* [Passage for review]
In addition to the course and its accompanying driving range with 30 hitting stations, Onion Creek Club invites racket-wielders to take advantage of lighted hard and clay tennis courts. The clubhouse’s fitness center challenges muscles with Cybex strength machines, and its junior-Olympic-size pool allows 9 irons to slip into their bikinis and go for a splash.
At River Place Country Club, a championship golf course designed by Jay Morrish and Tom Kite, winner of the 1992 U.S. Open, invites golfers to launch balls over sand bunkers and twisting creeks that wend their way through the landscape’s hilly contours. The course’s superintendent draws on experience at Baton Rouge Country Club and Colonial Country Club, as well as a degree in Plant and Soil Systems, as he ensures that the greens and rolling Bermuda grass fairways are more carefully manicured than a prize-winning pet wooly mammoth. The course’s PGA professional instructors are on hand to improve individual games, and a driving range lets players practice at 15 hitting stations.
Adjacent to the course, eight lighted tennis courts abut a 40,000-square-foot clubhouse with an outdoor pool, fully equipped fitness center, and locker rooms whose dry saunas and whirlpools melt tension quicker than butter melts on the calves of a sprinter. The Grille invites clubgoers to sup on steak or seafood, and a pair of outdoor decks let guests drink in scenic views.
Course at a Glance:
A majestic, 18-hole course encircles the stately grounds of Balcones Country Club, whisking golfers to an elysian landscape of dense tree lines and large, rippling waterways. The Balcones Course, features the club’s signature hole, a 155-yard par 3 where tee shots must clear a vast water hazard and a central fountain that spews the liberated souls of drowned golf balls. The club prepares greenhorn golfers with a bevy of classes offered through their golf academy, which range from typical private lessons to fitness programs offered by Titleist Performance Institute–certified trainers. A classroom equipped with video swing-analysis technology hosts intense investigations into corrupt swings, and a double-sided, lighted driving range fosters late-night reflections on whether or not golf balls are simply fallen stars.
A more frenetic pace of competition takes stage on the 10 courts that billet Balcones Country Club’s tennis program, and scampering tykes and weary adults can retreat to the club’s two outdoor pools for a more relaxing setting. Guests can fuel up for a day of recreation with a quick bite at the onsite grill or engage the community in the elegant, 250-capacity banquet hall.

* [Exercise requirements]
A – Answer these from the country club passage:
(i) How many hitting stations does the driving range at Onion Creek Club have?
(ii) Who won the 1992 U.S. Open?
(iii) How many courts host the tennis program at Balcones Country Club?
B – Reproduce the country club passage word for word, everything from "At River Place" down to "15 hitting stations.".

* [Information given]
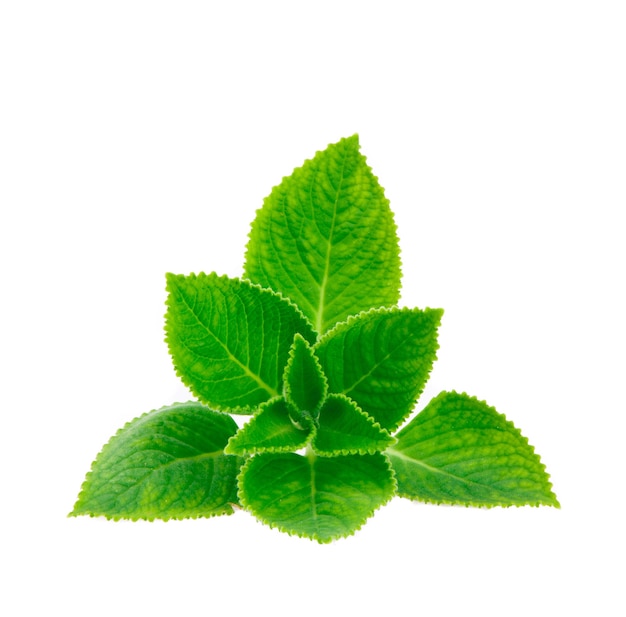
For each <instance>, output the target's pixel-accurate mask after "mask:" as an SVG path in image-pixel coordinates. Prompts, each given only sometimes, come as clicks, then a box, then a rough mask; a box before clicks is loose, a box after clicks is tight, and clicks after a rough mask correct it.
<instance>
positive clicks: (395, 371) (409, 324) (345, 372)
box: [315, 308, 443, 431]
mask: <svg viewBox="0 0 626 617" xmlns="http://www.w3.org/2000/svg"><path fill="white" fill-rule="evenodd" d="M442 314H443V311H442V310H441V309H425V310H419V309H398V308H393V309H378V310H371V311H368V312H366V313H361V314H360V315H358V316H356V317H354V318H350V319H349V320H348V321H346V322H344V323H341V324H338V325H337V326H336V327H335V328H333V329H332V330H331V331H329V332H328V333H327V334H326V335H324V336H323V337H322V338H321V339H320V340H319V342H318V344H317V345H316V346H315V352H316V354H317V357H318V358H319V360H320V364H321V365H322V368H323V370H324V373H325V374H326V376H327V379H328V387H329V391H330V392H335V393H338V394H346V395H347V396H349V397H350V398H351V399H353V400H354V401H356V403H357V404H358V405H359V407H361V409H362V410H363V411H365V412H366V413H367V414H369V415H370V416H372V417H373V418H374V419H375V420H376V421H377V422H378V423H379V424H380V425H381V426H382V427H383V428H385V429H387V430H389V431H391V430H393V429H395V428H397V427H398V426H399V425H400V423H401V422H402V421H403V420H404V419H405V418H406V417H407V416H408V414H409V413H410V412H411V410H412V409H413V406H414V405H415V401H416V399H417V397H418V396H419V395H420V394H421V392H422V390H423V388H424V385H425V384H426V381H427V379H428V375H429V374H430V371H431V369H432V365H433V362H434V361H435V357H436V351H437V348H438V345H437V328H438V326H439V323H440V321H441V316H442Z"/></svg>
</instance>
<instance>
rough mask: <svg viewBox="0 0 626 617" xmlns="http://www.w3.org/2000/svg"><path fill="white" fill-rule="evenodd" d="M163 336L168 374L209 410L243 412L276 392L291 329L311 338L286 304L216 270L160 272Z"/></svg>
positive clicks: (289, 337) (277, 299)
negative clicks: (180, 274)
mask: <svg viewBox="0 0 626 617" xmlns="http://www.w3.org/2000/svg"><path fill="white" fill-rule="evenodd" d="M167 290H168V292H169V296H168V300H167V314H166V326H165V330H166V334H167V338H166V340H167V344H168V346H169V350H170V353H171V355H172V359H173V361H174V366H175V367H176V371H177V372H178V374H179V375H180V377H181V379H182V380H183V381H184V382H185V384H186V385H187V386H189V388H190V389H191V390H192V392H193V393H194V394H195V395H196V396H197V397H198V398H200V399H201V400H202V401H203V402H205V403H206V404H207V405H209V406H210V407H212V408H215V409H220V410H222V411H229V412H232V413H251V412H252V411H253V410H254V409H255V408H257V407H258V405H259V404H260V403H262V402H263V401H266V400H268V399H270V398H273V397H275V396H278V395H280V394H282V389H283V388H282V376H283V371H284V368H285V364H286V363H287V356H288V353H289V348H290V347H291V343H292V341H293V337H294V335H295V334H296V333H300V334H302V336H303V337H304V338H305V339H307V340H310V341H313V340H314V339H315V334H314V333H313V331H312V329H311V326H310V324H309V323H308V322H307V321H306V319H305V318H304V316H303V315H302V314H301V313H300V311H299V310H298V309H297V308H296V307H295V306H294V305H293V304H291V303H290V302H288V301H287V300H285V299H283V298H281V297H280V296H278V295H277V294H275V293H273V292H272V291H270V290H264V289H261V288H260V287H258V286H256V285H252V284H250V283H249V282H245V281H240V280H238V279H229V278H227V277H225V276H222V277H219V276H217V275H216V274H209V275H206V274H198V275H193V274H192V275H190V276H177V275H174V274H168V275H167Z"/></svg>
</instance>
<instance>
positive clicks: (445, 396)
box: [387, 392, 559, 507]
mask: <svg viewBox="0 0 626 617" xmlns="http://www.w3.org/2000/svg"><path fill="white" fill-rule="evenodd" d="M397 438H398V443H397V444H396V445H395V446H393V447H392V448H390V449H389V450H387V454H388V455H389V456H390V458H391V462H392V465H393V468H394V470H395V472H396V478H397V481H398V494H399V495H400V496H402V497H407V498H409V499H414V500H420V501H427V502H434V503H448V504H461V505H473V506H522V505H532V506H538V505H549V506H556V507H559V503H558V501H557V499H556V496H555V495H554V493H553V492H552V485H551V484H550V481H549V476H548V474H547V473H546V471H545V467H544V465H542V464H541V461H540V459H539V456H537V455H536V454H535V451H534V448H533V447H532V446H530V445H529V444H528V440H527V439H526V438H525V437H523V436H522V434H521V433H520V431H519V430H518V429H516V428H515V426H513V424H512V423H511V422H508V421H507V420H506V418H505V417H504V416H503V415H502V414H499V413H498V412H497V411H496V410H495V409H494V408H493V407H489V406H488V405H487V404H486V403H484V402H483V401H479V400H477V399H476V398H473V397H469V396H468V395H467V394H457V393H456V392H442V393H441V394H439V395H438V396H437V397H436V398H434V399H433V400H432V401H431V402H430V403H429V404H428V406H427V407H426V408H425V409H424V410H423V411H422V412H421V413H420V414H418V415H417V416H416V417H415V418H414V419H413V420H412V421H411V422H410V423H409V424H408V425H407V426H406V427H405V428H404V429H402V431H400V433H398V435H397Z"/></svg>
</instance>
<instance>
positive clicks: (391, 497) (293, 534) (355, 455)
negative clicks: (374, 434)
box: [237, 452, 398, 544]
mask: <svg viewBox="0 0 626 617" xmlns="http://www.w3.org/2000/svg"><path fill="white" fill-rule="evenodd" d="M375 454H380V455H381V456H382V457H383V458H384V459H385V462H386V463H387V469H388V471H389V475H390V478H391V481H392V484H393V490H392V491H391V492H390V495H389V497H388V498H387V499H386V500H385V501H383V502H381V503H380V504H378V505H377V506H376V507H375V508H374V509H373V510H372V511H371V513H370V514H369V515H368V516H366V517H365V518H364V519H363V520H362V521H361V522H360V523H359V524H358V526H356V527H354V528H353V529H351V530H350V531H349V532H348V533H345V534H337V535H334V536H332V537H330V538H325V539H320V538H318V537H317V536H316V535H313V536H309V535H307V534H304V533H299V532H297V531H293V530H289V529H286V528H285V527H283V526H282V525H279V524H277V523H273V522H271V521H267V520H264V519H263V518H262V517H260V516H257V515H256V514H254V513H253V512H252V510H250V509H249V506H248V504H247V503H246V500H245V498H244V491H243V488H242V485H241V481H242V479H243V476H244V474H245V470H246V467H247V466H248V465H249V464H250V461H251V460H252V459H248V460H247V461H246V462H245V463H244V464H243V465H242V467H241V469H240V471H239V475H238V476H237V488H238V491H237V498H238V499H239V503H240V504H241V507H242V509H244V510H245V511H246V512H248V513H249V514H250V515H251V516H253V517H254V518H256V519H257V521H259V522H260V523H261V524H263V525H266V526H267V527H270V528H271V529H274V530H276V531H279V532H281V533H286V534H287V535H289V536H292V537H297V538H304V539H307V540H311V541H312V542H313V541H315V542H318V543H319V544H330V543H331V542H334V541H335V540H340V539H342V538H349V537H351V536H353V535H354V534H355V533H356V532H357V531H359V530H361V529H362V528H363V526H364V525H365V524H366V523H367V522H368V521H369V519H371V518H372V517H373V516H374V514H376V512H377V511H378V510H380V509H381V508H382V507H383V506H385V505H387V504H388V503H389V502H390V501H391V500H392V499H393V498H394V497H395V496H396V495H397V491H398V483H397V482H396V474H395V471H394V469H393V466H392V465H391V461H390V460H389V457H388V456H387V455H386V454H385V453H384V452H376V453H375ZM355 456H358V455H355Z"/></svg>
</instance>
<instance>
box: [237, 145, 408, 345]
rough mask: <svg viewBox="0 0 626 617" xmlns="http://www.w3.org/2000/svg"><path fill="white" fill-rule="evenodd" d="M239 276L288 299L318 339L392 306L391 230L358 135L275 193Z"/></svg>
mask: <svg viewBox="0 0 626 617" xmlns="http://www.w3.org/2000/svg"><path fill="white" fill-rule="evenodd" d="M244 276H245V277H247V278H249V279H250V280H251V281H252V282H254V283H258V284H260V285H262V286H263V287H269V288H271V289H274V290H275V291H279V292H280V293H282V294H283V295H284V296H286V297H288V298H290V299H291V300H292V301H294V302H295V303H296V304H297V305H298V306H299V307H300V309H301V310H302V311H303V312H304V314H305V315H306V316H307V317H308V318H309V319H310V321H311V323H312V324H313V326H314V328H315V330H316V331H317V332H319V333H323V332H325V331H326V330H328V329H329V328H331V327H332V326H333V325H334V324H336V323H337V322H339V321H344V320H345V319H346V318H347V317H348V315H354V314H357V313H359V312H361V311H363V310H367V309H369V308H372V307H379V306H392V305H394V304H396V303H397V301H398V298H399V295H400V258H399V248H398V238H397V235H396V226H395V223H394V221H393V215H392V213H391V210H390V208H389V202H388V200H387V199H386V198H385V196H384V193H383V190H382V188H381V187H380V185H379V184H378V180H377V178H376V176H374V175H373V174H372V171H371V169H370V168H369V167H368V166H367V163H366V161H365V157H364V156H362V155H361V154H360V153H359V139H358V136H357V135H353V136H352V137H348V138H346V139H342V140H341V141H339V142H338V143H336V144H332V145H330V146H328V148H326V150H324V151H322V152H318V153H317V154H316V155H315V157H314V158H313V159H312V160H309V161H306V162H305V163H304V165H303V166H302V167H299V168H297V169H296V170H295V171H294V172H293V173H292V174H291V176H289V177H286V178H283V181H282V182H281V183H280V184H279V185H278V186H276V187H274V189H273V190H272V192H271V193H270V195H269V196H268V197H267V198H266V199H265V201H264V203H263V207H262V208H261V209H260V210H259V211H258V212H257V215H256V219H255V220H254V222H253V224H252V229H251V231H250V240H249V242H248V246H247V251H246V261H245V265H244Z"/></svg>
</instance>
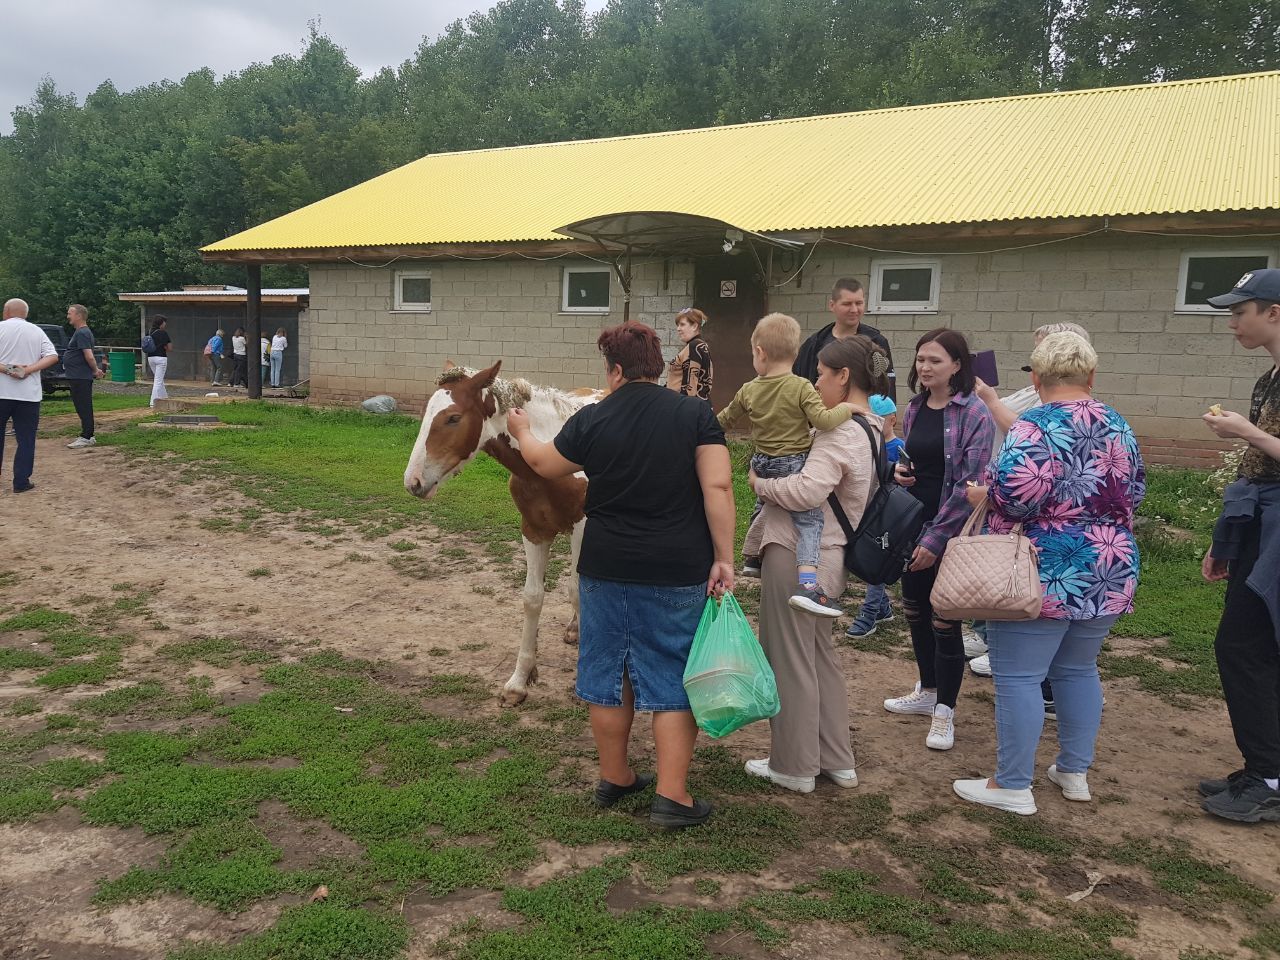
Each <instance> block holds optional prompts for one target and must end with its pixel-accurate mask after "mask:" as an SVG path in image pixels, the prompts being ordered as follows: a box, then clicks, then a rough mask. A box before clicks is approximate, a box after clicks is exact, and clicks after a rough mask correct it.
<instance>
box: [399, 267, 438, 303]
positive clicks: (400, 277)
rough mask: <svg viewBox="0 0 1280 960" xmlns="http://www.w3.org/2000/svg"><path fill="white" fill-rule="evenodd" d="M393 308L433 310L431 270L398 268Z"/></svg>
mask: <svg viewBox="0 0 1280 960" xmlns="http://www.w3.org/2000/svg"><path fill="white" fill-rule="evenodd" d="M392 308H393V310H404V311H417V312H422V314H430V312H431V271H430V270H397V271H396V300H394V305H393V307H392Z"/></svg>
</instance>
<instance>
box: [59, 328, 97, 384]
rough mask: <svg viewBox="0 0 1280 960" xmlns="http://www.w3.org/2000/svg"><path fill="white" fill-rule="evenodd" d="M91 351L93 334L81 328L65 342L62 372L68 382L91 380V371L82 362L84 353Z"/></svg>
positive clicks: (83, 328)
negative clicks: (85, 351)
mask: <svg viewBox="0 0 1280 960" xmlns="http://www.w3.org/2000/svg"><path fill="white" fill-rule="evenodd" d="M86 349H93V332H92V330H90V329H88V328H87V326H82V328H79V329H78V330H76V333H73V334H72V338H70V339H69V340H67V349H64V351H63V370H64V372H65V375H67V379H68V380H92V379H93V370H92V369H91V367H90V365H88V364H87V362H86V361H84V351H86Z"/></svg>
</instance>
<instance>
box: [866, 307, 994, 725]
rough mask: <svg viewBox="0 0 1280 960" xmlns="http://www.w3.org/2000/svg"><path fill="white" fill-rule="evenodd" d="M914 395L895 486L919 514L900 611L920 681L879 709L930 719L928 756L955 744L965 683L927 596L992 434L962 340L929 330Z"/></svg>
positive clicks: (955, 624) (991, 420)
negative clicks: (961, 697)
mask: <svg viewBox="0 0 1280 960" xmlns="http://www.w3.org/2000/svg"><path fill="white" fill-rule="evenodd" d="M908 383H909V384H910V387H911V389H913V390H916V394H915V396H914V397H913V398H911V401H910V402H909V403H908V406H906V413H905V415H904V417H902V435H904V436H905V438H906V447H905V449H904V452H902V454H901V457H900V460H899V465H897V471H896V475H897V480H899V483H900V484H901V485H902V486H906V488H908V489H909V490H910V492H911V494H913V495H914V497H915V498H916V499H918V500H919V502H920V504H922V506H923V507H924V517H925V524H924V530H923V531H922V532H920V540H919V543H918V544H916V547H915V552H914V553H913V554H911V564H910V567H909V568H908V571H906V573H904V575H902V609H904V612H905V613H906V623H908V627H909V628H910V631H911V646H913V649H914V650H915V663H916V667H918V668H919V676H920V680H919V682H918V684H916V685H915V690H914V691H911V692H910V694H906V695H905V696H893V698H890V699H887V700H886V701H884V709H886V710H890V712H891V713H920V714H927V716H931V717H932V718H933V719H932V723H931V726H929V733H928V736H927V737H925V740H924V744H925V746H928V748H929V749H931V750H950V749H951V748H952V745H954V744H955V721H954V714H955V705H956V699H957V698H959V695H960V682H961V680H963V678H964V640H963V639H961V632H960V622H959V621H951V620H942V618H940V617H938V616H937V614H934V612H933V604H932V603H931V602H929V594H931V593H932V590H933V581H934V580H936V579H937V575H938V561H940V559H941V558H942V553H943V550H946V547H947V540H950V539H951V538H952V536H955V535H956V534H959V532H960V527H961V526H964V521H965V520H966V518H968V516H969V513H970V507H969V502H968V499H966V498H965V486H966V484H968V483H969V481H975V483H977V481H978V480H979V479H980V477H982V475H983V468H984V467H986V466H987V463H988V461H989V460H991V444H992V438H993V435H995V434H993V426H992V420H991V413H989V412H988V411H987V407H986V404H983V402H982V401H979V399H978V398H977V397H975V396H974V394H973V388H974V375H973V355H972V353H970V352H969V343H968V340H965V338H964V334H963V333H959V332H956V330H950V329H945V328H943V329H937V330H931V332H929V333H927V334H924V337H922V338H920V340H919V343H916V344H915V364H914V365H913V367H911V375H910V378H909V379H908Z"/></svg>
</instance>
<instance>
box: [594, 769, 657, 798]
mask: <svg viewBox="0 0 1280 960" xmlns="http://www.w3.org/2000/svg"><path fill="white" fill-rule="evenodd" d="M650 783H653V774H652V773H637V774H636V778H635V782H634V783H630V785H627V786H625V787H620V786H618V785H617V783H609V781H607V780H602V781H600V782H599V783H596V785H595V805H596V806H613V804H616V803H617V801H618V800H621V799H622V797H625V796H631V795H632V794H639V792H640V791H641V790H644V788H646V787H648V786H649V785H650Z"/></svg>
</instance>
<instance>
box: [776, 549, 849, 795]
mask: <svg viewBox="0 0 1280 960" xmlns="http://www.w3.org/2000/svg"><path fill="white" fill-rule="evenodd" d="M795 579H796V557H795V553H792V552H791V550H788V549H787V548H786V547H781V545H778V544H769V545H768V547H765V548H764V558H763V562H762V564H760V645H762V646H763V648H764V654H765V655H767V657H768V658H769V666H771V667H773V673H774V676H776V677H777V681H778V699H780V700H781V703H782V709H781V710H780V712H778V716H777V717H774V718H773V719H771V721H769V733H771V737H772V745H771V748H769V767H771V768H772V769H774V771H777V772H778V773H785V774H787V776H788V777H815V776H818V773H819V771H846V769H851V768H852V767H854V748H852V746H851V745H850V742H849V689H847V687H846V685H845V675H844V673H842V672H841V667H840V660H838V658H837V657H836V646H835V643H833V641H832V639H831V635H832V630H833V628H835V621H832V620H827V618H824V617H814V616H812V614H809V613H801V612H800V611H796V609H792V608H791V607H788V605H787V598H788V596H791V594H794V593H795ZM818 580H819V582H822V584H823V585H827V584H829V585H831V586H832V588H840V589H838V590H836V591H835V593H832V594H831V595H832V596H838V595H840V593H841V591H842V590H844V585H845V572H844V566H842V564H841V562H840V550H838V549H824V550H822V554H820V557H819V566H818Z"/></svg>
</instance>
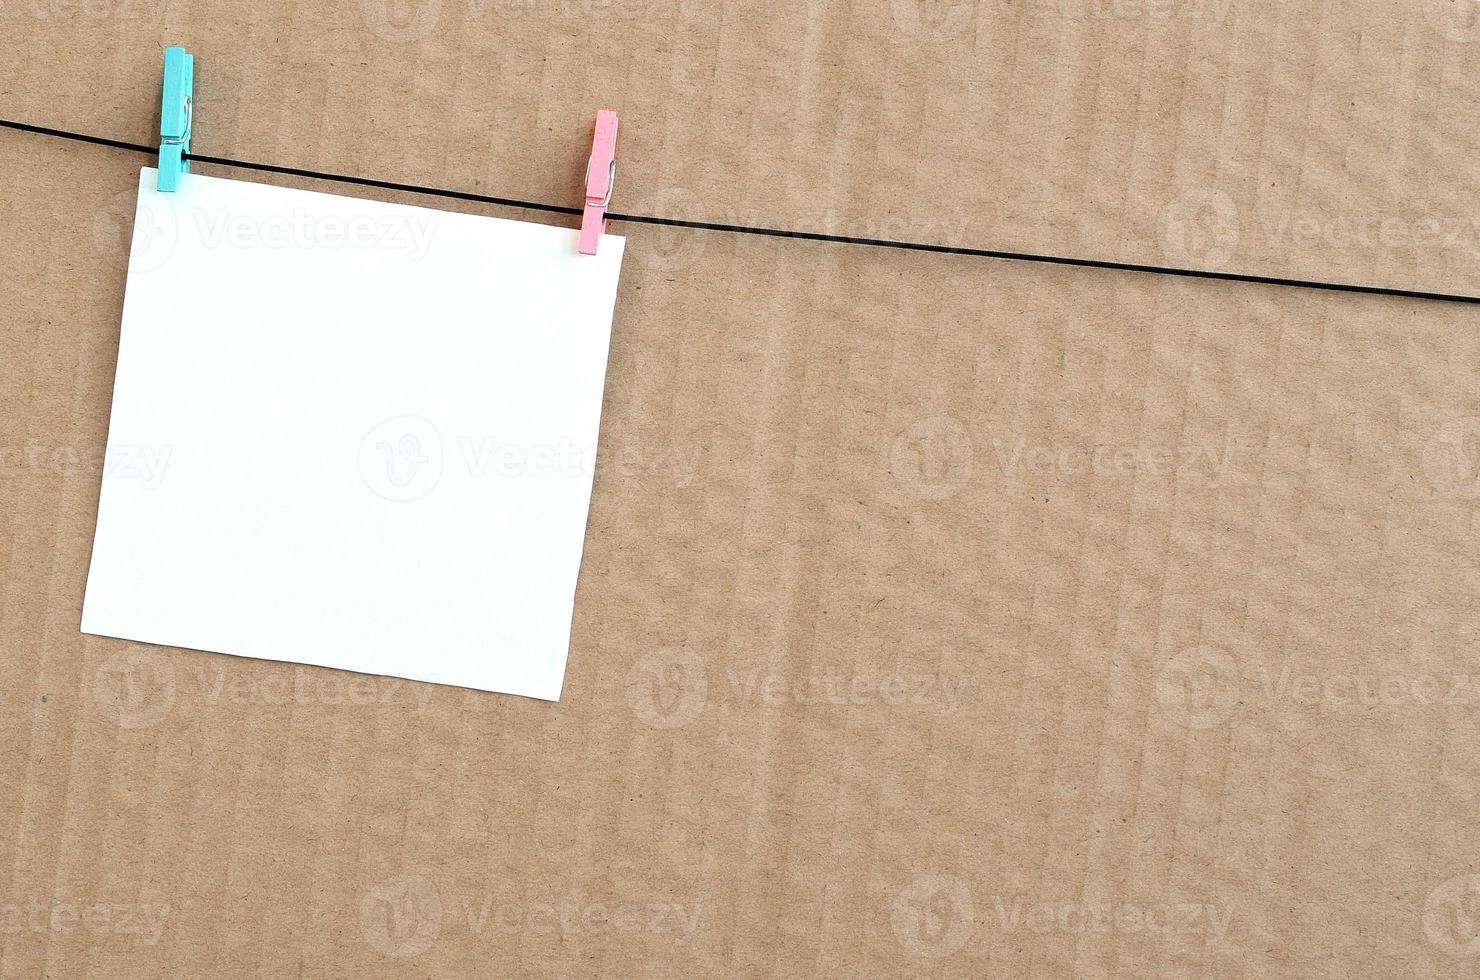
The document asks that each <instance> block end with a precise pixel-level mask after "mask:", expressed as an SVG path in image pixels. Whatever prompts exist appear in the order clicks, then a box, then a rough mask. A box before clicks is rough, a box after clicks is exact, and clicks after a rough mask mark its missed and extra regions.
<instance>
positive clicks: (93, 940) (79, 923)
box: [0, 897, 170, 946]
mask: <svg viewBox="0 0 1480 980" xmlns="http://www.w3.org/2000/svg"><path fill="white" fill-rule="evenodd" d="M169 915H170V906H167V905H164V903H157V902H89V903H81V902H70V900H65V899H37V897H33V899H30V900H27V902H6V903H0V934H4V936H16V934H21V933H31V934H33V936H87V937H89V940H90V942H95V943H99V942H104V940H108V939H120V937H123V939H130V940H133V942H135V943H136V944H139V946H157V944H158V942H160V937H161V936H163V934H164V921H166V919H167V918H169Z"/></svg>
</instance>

* [Answers to the exercise]
A –
(i) 30
(ii) Tom Kite
(iii) 10

B –
At River Place Country Club, a championship golf course designed by Jay Morrish and Tom Kite, winner of the 1992 U.S. Open, invites golfers to launch balls over sand bunkers and twisting creeks that wend their way through the landscape’s hilly contours. The course’s superintendent draws on experience at Baton Rouge Country Club and Colonial Country Club, as well as a degree in Plant and Soil Systems, as he ensures that the greens and rolling Bermuda grass fairways are more carefully manicured than a prize-winning pet wooly mammoth. The course’s PGA professional instructors are on hand to improve individual games, and a driving range lets players practice at 15 hitting stations.